■ What the exercise asks: Could you reproduce the records word for word, starting at the line that contains "Mark the two-story" and ending with the final line of the records?
--------
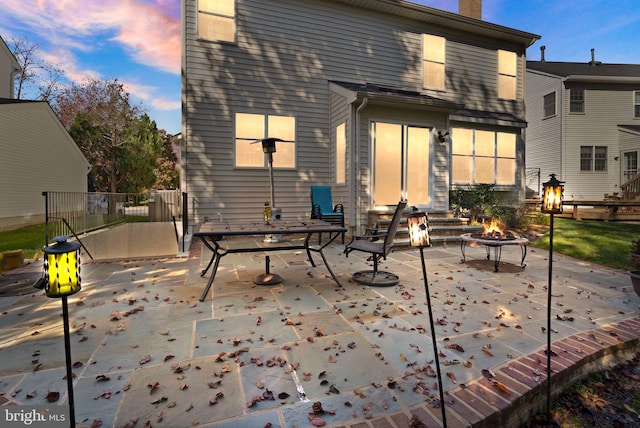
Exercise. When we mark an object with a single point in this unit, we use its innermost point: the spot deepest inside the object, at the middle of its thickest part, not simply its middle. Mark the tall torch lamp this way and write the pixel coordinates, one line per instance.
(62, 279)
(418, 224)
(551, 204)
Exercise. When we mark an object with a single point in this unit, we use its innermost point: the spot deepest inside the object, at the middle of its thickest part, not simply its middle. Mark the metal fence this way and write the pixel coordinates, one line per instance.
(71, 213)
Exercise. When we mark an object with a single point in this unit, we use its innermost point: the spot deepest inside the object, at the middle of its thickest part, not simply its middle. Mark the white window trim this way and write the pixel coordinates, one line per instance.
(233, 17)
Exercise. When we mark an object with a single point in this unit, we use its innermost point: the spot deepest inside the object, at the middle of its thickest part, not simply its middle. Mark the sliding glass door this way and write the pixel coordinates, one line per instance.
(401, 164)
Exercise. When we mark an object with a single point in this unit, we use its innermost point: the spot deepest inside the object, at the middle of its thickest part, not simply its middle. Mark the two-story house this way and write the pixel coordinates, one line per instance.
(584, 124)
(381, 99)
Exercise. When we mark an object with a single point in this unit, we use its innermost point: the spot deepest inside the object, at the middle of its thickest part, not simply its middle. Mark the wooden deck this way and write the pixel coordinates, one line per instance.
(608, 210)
--------
■ Reply to the exercise:
Exercise. When we mark an object with a single point in this unit, we use its innermost point: the spot deepest inside the object, at the middle of its thickest part, not simply its middle. Mark the two-story house this way and write the pixel coordinates, one line per instance.
(584, 124)
(381, 99)
Exercise. When we mark an object with a single point in this unit, we use its innermost point: the spot deepest inside the object, at the middle of its thickest part, not simply its middle. Mark the wooden deck this way and write the pixel coordinates, one line per instance.
(608, 210)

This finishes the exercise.